◆ **STATED GOAL**
The listing below is to be output in its exact form.

◆ **THE INPUT**
++++
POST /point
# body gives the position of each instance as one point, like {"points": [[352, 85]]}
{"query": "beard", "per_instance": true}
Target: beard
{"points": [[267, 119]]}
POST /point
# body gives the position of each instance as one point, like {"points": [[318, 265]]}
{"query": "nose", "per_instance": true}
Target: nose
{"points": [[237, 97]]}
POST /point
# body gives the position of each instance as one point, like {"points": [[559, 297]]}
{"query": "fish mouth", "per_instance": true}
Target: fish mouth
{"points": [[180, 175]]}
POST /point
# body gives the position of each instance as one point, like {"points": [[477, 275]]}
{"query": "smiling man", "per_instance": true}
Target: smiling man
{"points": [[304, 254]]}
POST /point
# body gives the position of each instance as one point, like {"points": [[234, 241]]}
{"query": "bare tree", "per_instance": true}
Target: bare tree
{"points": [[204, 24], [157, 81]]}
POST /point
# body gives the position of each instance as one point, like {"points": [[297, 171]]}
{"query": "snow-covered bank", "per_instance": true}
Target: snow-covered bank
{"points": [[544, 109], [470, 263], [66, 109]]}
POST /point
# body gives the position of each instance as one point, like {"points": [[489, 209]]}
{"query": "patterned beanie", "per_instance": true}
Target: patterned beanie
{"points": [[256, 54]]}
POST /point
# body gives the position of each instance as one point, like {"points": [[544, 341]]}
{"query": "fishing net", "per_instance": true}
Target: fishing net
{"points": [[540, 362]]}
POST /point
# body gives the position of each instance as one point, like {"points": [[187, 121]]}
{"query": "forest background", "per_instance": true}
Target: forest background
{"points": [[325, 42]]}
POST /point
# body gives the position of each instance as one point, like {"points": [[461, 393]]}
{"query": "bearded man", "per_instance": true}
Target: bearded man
++++
◆ **WRITTEN REPLY**
POST /point
# body gives the position of each instance as one point, like {"points": [[352, 85]]}
{"query": "beard", "per_instance": true}
Target: beard
{"points": [[267, 119]]}
POST /point
# body gives the position of each instance as one point, like {"points": [[318, 265]]}
{"query": "nose", "per_instance": true}
Target: nose
{"points": [[237, 97]]}
POST /point
# body gives the position of each instance as one point, like {"points": [[559, 297]]}
{"query": "fish mouth", "per_instance": true}
Target: fish mouth
{"points": [[180, 175]]}
POST /point
# body gives the position of each instance as one point, like {"points": [[477, 275]]}
{"query": "smiling man", "per_instance": true}
Target: smiling man
{"points": [[304, 254]]}
POST /point
# body gives the position of each instance as one point, like {"points": [[234, 241]]}
{"query": "bare tree", "per_instance": true}
Target: bare tree
{"points": [[204, 24], [157, 81]]}
POST /point
# body gives the position of each instance as one point, like {"points": [[297, 171]]}
{"query": "snow-covered bank", "per_instance": true}
Target: snow-covered bank
{"points": [[544, 109], [470, 263], [66, 109]]}
POST /point
# body gives the position of each instance as one point, like {"points": [[489, 209]]}
{"query": "patterned beanie", "per_instance": true}
Target: patterned beanie
{"points": [[256, 54]]}
POST /point
# body gives the position of each instance as one point, like {"points": [[544, 341]]}
{"query": "fishing net", "per_instance": true}
Target: fishing net
{"points": [[540, 362]]}
POST /point
# body gives the position of each instance as one point, like {"points": [[187, 121]]}
{"query": "forest background", "per_instance": true}
Target: forest background
{"points": [[325, 42]]}
POST /point
# body gives the position of each instance as one point, like {"points": [[461, 393]]}
{"query": "bearded man", "per_instance": true}
Target: bearded man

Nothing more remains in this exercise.